# [Material shown]
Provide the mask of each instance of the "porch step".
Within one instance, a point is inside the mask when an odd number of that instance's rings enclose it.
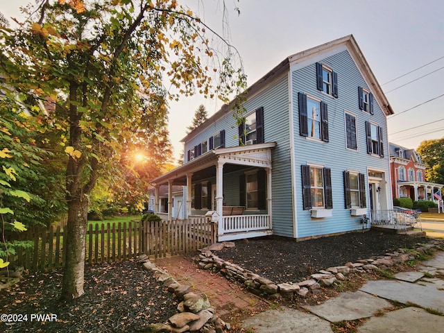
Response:
[[[393,234],[407,234],[408,236],[425,236],[425,232],[415,230],[412,225],[407,225],[407,228],[404,225],[394,225],[387,224],[372,225],[371,228],[374,230],[382,232],[391,232]]]

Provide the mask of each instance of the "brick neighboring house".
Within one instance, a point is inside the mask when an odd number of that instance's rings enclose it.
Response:
[[[434,194],[444,185],[429,182],[425,178],[425,164],[414,150],[389,144],[390,173],[393,198],[410,198],[413,201],[428,200],[438,202]]]

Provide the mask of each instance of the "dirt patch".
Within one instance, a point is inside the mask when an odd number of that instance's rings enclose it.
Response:
[[[0,291],[0,314],[28,315],[26,321],[0,322],[0,332],[138,332],[177,313],[174,296],[134,262],[87,266],[85,293],[71,302],[59,301],[62,276],[61,270],[25,274]],[[35,314],[53,314],[58,321],[31,322]]]
[[[300,282],[310,274],[358,259],[411,248],[427,237],[376,231],[350,232],[302,241],[271,236],[235,241],[217,255],[278,283]]]

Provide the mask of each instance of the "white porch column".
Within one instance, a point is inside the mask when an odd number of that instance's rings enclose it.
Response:
[[[173,216],[173,181],[168,180],[168,221]]]
[[[223,234],[223,216],[222,216],[222,206],[223,205],[223,164],[222,162],[218,162],[216,166],[216,205],[217,214],[219,214],[219,223],[217,225],[218,235]]]
[[[270,216],[270,229],[273,229],[273,223],[272,223],[272,216],[273,216],[273,214],[272,214],[272,202],[273,200],[271,200],[271,168],[267,168],[265,169],[266,171],[266,179],[267,179],[267,191],[266,191],[266,207],[267,207],[267,210],[268,212],[268,216]]]
[[[187,173],[187,217],[191,214],[191,177],[193,173]]]
[[[154,207],[153,207],[154,214],[159,212],[159,185],[155,185],[154,188]]]

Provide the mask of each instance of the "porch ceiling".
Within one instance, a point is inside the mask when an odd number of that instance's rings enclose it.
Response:
[[[216,166],[223,163],[223,173],[233,172],[248,166],[271,168],[271,149],[275,142],[257,144],[239,147],[219,148],[152,180],[153,185],[162,185],[171,181],[173,185],[186,185],[187,175],[192,173],[192,181],[198,181],[216,175]]]

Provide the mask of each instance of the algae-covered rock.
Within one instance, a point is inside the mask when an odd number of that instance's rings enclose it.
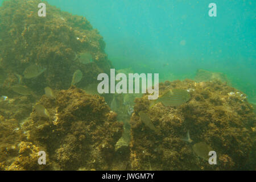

# [Task to complete]
Switch every "Provide" in the records above to "Return" and write out all the records again with nothing else changed. Leave the pictures out.

# [Answer to the exercise]
Return the mask of each instance of the "porch step".
Within one instance, a point is inside the mask when an odd number of that instance's rings enclose it.
Response:
[[[393,234],[407,234],[408,236],[425,236],[425,232],[415,230],[412,225],[407,225],[407,228],[404,225],[394,225],[387,224],[372,225],[371,228],[374,230],[382,232],[391,232]]]

Return the mask of each instance of the "brick neighboring house".
Within one instance, a point is inside the mask when an odd number of that instance's rings enclose it.
Response:
[[[434,194],[444,185],[429,182],[425,178],[425,164],[414,150],[389,144],[390,173],[393,198],[410,198],[413,201],[428,200],[438,202]]]

Return the mask of each instance of the "dirt patch".
Within one instance, a point is inside the mask when an odd number of that instance's rings enclose it.
Response:
[[[0,291],[0,314],[28,315],[26,321],[0,322],[0,332],[138,332],[177,313],[174,296],[134,262],[87,266],[85,293],[71,302],[59,301],[62,276],[61,270],[25,274]],[[35,314],[53,314],[58,321],[31,322]]]
[[[300,282],[310,274],[358,259],[411,248],[427,237],[376,231],[350,232],[302,241],[271,236],[235,241],[217,255],[278,283]]]

Return the mask of each instance of the "white porch column".
Within one instance, a point is inside the mask when an odd number of that instance's rings enclose it.
Response:
[[[173,216],[173,181],[168,180],[168,221]]]
[[[223,234],[223,216],[222,216],[222,206],[223,205],[223,164],[222,162],[218,162],[216,166],[216,205],[217,214],[219,214],[219,223],[217,225],[218,235]]]
[[[270,216],[270,229],[273,229],[273,223],[272,223],[272,216],[273,216],[273,214],[272,214],[272,202],[273,200],[271,200],[271,168],[267,168],[265,169],[266,171],[266,179],[267,179],[267,191],[266,191],[266,207],[267,207],[267,210],[268,212],[268,216]]]
[[[187,173],[187,217],[191,214],[191,177],[193,173]]]
[[[154,207],[153,207],[154,214],[159,212],[159,185],[155,185],[154,188]]]

Return the mask of each instance of the "porch ceiling".
Within one instance, a point is inside the mask when an odd number of that instance's rings enclose it.
Response:
[[[216,166],[223,163],[223,173],[233,172],[248,166],[271,168],[271,149],[275,142],[257,144],[239,147],[219,148],[152,180],[153,185],[162,185],[171,181],[173,185],[186,185],[187,175],[192,173],[192,181],[198,181],[216,175]]]

Return the mask of each instance of the algae-covered rock.
Within one instance, a point is inside the mask when an odd number of that instance's rings enclose it.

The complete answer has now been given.